ABOUT THIS TASK:
An exact transcription of all the data is required.
─── EXTRACTED DATA
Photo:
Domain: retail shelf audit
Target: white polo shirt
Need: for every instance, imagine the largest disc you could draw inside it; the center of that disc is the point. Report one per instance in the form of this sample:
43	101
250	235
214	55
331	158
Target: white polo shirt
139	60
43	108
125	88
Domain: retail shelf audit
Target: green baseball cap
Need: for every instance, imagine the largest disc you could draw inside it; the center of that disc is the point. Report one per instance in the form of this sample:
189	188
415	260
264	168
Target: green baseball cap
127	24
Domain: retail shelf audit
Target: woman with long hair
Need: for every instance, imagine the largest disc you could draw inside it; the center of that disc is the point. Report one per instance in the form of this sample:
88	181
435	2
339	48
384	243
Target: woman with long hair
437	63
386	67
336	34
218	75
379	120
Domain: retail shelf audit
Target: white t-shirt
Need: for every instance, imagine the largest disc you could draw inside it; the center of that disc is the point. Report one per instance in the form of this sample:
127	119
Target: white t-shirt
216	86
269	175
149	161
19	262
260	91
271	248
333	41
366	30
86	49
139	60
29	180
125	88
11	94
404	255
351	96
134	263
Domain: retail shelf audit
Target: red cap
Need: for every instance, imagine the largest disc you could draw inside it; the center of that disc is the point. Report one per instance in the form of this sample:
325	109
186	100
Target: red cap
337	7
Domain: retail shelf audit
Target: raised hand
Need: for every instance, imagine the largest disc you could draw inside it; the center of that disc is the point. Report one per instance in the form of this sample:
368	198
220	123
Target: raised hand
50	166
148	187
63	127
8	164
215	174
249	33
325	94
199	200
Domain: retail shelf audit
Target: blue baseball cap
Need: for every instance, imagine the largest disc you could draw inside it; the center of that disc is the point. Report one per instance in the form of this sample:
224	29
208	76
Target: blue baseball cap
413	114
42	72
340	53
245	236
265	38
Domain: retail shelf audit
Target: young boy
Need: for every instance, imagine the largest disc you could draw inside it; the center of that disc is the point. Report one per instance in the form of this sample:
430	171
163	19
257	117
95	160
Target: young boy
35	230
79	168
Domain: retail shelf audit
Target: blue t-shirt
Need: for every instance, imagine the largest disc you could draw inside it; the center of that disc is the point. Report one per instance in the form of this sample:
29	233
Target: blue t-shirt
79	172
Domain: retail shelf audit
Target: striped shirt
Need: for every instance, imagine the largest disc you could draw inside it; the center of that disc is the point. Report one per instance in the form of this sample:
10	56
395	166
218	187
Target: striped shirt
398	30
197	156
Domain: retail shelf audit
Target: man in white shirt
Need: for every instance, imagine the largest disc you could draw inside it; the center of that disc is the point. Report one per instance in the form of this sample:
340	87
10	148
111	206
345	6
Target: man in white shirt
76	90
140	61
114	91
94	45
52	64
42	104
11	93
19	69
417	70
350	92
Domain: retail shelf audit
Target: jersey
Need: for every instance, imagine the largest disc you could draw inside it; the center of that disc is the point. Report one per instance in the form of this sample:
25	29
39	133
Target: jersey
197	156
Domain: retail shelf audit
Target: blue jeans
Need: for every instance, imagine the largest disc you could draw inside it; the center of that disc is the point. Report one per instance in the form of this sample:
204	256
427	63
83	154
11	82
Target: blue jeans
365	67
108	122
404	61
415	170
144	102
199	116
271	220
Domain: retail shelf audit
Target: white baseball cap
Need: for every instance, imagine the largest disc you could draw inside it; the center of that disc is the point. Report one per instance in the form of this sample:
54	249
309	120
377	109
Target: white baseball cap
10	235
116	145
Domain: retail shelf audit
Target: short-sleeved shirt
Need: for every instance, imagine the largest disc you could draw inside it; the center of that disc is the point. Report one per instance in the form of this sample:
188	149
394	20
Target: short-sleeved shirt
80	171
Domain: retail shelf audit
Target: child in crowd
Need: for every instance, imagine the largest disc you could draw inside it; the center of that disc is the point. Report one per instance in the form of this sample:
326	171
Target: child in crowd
──────
WRITTEN REPLY:
Photo:
Domain: retail shelf audit
Target: white polo shirt
Need: for every instance, imagine the largest disc you could draw inside it; the center of that disc is the point. Report one per instance in the form of this sample:
43	101
250	235
214	55
331	158
Target: white polo shirt
139	60
43	108
125	88
Domain: retail shelf audit
Target: green baseball cap
Need: for every instance, imagine the largest disc you could draw inside it; the center of that disc is the point. Report one per instance in the form of this sample:
189	188
415	260
264	168
Target: green baseball cap
127	24
Domain: retail shelf audit
Target: woman with long hair
Need: for every instance, imagine the largest disc you could draw inside it; the center of that disc is the point. Report one per instance in the form of this sample:
88	181
435	2
339	48
384	243
Target: woman with long hair
437	63
386	67
336	34
218	75
379	120
Domain: retail shelf audit
Target: white t-shirt
Need: for every instance, imagine the largest disc you could draw inside it; the center of that disc is the point. Report one per instance in the form of this sample:
127	119
Target: white t-shirt
216	86
269	175
149	161
19	262
260	91
271	248
333	41
366	30
86	49
139	60
29	180
125	88
11	94
404	255
351	96
134	263
Domain: retail shelf audit
Target: red cap
Need: for every instance, imagine the largest disc you could draw inside it; the center of that disc is the point. Report one per instance in the form of this sample:
325	109
186	100
Target: red cap
337	7
Domain: retail shelf audit
Target: raised hand
Need: for every instance, imagine the largest disc you could draw inside it; the center of that disc is the point. Report one per instance in the form of this sample:
368	198
220	123
Target: raised hand
50	166
148	187
63	127
8	164
215	174
249	33
325	94
199	200
Domain: retail shelf audit
Target: blue baseball cap
Need: for every instance, imagine the largest disc you could draw inside it; the center of that disc is the point. Report one per instance in the form of this sample:
224	29
208	76
Target: blue baseball cap
413	114
42	72
340	53
245	236
265	38
Domain: retail shelf audit
Target: young boy
Need: for every instance, imagine the largest disc you could draw inside it; the center of that disc is the point. Report one per instance in the form of this sample:
430	171
163	19
257	117
95	160
Target: young boy
35	230
79	168
Domain: retail shelf audit
Target: blue t-shirt
Need: for every instance, imagine the largest disc you could draw inside it; the center of that disc is the point. Report one per instance in the form of this sample:
29	233
Target: blue t-shirt
79	172
Domain: retail shelf audit
Target: striped shirt
Need: for every instance, imagine the largest disc you could draw inside it; the center of that disc is the point. Report one per instance in the form of this sample:
10	56
395	166
218	187
Target: striped shirt
398	30
197	156
Domain: retail shelf audit
Target: man in white shirt
Need: for every instance, imagine the largest disc you could draw inside it; the center of that disc is the point. Report one per instance in the form of this sample:
340	87
10	148
111	206
345	6
Target: man in white shirt
76	90
140	61
114	91
94	45
52	64
42	104
11	93
19	69
417	70
350	92
Domain: retail shelf audit
Target: jersey
Need: for every instance, imagine the largest disc you could draw inside it; the center of that disc is the point. Report one per instance in the form of this sample:
25	29
39	133
Target: jersey
197	156
Domain: retail shelf audit
Target: blue jeans
Need: for every instance, imagine the largest disc you could draw inside it; the center of that disc is the point. Report one per instance in the form of this sample:
204	256
427	63
83	154
11	82
Target: blue jeans
365	67
108	122
404	61
415	170
144	102
199	116
271	220
Domain: retail shelf audit
Target: white baseball cap
Need: for every instance, imagine the largest disc you could draw inside it; the center of that disc is the point. Report one per instance in the form of this sample:
54	249
309	120
377	109
Target: white baseball cap
10	235
116	145
Domain: retail shelf audit
Target: short-sleeved shirt
Need: for every instance, imagine the largest disc you could draw inside it; the center of that disc is the point. Report one per instance in the form of this sample:
188	149
394	20
Target: short-sleeved shirt
80	171
Domain: retail shelf audit
Target: child in crowd
Need: for every instance, imagine the largest disc you could draw inside it; the center of that disc is the point. Report one per instance in the form of this sample:
326	171
Target: child in crowd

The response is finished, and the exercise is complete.